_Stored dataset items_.
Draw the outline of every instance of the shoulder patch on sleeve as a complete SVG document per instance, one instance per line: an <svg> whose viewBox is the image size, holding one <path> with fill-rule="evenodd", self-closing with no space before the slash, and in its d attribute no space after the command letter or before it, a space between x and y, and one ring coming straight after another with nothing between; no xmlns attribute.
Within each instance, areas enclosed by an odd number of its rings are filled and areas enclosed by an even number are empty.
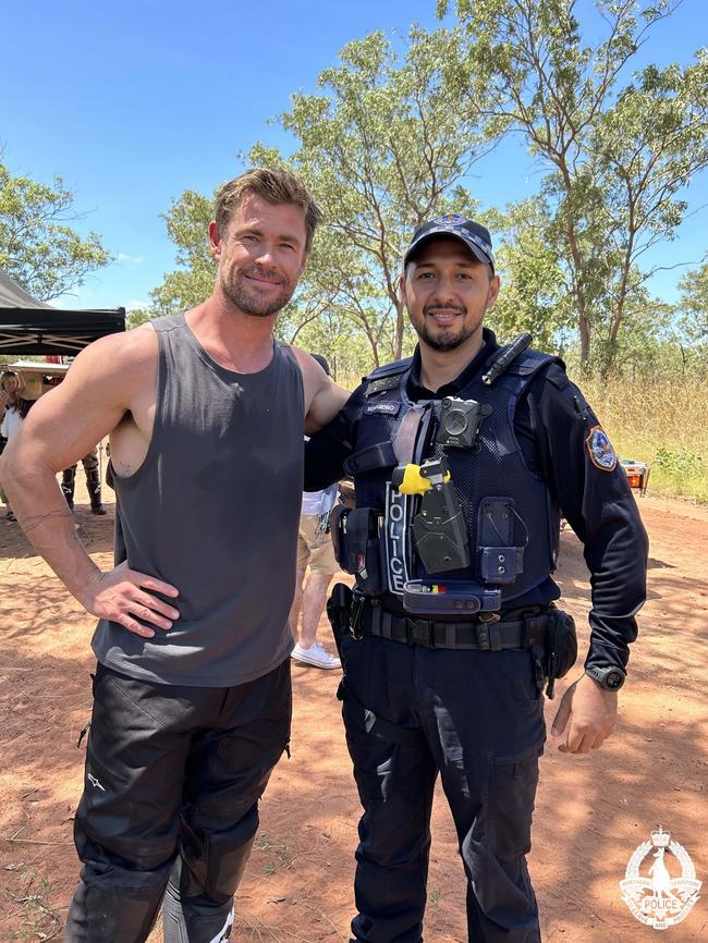
<svg viewBox="0 0 708 943"><path fill-rule="evenodd" d="M610 444L607 432L600 426L593 426L585 440L585 448L596 468L601 472L614 472L617 452Z"/></svg>

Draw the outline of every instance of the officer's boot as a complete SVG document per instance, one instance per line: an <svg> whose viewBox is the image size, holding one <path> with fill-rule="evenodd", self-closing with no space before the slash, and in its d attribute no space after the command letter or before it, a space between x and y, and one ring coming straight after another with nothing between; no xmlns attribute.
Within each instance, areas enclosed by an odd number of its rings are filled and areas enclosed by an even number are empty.
<svg viewBox="0 0 708 943"><path fill-rule="evenodd" d="M69 510L74 510L74 485L76 483L76 466L64 468L61 475L61 490L69 504Z"/></svg>
<svg viewBox="0 0 708 943"><path fill-rule="evenodd" d="M101 504L101 476L98 468L89 468L86 472L86 487L91 502L91 514L106 514Z"/></svg>

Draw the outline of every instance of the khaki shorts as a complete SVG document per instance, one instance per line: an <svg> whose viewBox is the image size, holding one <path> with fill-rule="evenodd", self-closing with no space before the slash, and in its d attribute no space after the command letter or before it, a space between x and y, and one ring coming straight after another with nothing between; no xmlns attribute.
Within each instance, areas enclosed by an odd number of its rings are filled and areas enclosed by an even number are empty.
<svg viewBox="0 0 708 943"><path fill-rule="evenodd" d="M318 534L319 518L312 514L301 514L300 535L297 537L297 571L304 573L309 568L313 573L331 576L339 566L334 559L331 534Z"/></svg>

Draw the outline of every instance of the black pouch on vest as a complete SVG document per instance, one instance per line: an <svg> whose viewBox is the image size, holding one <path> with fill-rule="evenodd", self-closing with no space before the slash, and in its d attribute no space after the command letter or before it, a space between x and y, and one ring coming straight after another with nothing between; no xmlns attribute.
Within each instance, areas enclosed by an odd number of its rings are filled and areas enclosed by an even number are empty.
<svg viewBox="0 0 708 943"><path fill-rule="evenodd" d="M356 576L367 595L381 592L379 512L374 507L345 507L332 511L334 556L344 573Z"/></svg>
<svg viewBox="0 0 708 943"><path fill-rule="evenodd" d="M577 660L577 633L573 616L561 609L551 609L546 626L546 694L553 697L557 677L565 677Z"/></svg>

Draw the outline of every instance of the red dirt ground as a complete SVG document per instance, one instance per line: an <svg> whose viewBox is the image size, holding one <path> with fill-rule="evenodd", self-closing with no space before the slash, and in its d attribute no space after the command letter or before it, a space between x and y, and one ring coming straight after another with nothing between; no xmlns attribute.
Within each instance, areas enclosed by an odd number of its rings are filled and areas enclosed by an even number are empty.
<svg viewBox="0 0 708 943"><path fill-rule="evenodd" d="M618 730L587 758L563 756L549 740L541 760L529 865L546 943L652 938L630 914L618 881L657 823L708 881L708 511L651 497L639 504L651 538L650 591ZM97 518L77 506L82 537L102 567L111 561L109 509L109 517ZM583 626L587 574L570 531L562 536L560 583ZM71 834L83 747L76 739L90 712L93 623L17 525L0 519L0 943L61 936L77 873ZM325 621L320 636L329 641ZM338 675L293 666L292 759L279 764L263 803L235 940L347 939L358 804L333 698ZM549 726L553 710L547 705ZM668 940L706 940L707 928L704 893ZM151 941L159 939L156 930ZM465 939L462 868L438 796L426 940Z"/></svg>

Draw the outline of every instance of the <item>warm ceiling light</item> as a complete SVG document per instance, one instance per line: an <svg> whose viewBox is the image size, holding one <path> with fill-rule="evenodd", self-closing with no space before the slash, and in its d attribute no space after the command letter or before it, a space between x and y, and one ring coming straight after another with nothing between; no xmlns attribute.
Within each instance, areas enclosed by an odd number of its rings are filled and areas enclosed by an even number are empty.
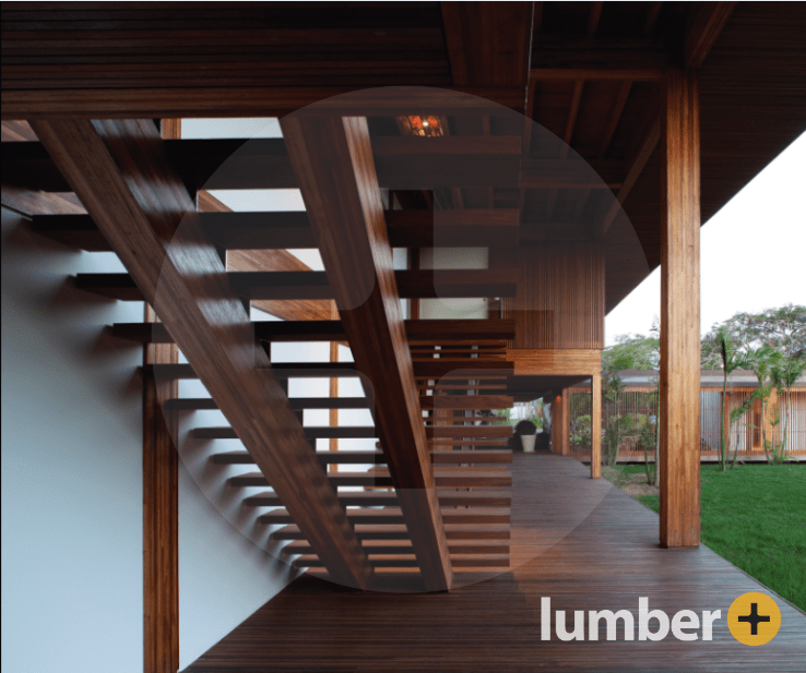
<svg viewBox="0 0 806 673"><path fill-rule="evenodd" d="M412 135L434 137L443 134L442 123L434 115L410 115L408 128Z"/></svg>

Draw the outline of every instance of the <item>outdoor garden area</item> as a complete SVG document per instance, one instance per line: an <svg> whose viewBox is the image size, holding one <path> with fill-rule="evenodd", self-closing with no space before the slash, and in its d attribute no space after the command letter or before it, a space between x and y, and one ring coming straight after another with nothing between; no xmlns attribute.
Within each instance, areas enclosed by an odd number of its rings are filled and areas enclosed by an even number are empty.
<svg viewBox="0 0 806 673"><path fill-rule="evenodd" d="M655 328L603 353L602 473L655 512L659 396L656 388L628 392L621 373L657 372L659 346ZM702 369L722 378L715 409L703 392L702 543L806 610L806 462L798 461L806 459L806 307L716 325L702 341ZM730 377L743 371L755 385L731 397ZM584 402L572 397L578 449L590 436Z"/></svg>

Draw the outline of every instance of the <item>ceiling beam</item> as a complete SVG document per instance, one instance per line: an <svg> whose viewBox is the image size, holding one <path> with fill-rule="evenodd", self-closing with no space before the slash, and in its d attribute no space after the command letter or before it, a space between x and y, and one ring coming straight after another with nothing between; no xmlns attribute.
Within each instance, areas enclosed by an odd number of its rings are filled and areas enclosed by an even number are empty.
<svg viewBox="0 0 806 673"><path fill-rule="evenodd" d="M448 590L451 563L366 119L292 116L281 127L356 368L374 387L376 426L423 580Z"/></svg>
<svg viewBox="0 0 806 673"><path fill-rule="evenodd" d="M343 94L349 94L344 96ZM153 119L283 117L312 106L321 113L396 117L495 115L523 110L521 86L254 86L204 88L3 89L2 119Z"/></svg>
<svg viewBox="0 0 806 673"><path fill-rule="evenodd" d="M525 109L533 2L442 2L455 86L514 86Z"/></svg>
<svg viewBox="0 0 806 673"><path fill-rule="evenodd" d="M656 82L668 63L666 46L652 39L596 39L538 35L532 80Z"/></svg>
<svg viewBox="0 0 806 673"><path fill-rule="evenodd" d="M367 587L366 553L271 364L253 347L249 316L162 157L154 124L32 125L333 578Z"/></svg>
<svg viewBox="0 0 806 673"><path fill-rule="evenodd" d="M736 2L702 2L691 17L683 43L685 68L700 68L731 17Z"/></svg>
<svg viewBox="0 0 806 673"><path fill-rule="evenodd" d="M624 180L624 165L619 161L586 163L581 158L521 161L521 139L517 135L448 136L422 141L417 136L374 139L374 160L381 188L518 188L520 184L595 189L613 188ZM190 189L298 187L282 139L164 143L168 164ZM39 143L3 143L2 148L3 184L44 192L71 191Z"/></svg>
<svg viewBox="0 0 806 673"><path fill-rule="evenodd" d="M199 216L201 227L225 250L316 248L305 212L211 212L206 194L199 192L199 209L204 211ZM518 244L518 211L514 208L387 211L386 217L392 248L506 248ZM111 250L88 215L35 216L32 229L82 250Z"/></svg>

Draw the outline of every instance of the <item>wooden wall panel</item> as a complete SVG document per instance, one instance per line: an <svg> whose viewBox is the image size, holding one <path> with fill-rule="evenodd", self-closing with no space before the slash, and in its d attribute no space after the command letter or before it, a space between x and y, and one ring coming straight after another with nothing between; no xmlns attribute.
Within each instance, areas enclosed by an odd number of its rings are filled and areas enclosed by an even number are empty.
<svg viewBox="0 0 806 673"><path fill-rule="evenodd" d="M574 376L602 371L598 349L508 349L507 360L514 362L515 376Z"/></svg>
<svg viewBox="0 0 806 673"><path fill-rule="evenodd" d="M593 241L497 250L497 264L513 265L518 296L503 300L515 321L510 348L603 348L604 256Z"/></svg>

_Required work_. Can you write out the lines starting with the one containing "Draw the outline of every instance of the <item>outdoor" and going on through the one containing "328L603 353L602 473L655", swapping "garden" for "patio" and leaving everything else unchanged?

_Answer to this exercise_.
Draw the outline of every instance of the <item>outdoor patio area</item> as a complete SVG document per instance, one instance per line: an <svg> whose viewBox is the image size, holding one <path> with fill-rule="evenodd", self-closing with no space before the slash, and in its d attribute no space after the command letter or before it, a space between x and y, and one ring coming straight after another with nothing between; no xmlns attribute.
Within each instance, areas enclosed by an odd number of its rings are filled and areas enclosed by an even number are empty.
<svg viewBox="0 0 806 673"><path fill-rule="evenodd" d="M655 328L603 353L602 473L655 512L659 396L656 388L628 392L621 373L657 372L659 346ZM702 369L722 378L715 409L703 392L702 543L806 610L806 462L798 461L806 459L806 307L716 325L702 341ZM730 377L743 371L755 385L731 397ZM584 402L572 397L578 449L590 436Z"/></svg>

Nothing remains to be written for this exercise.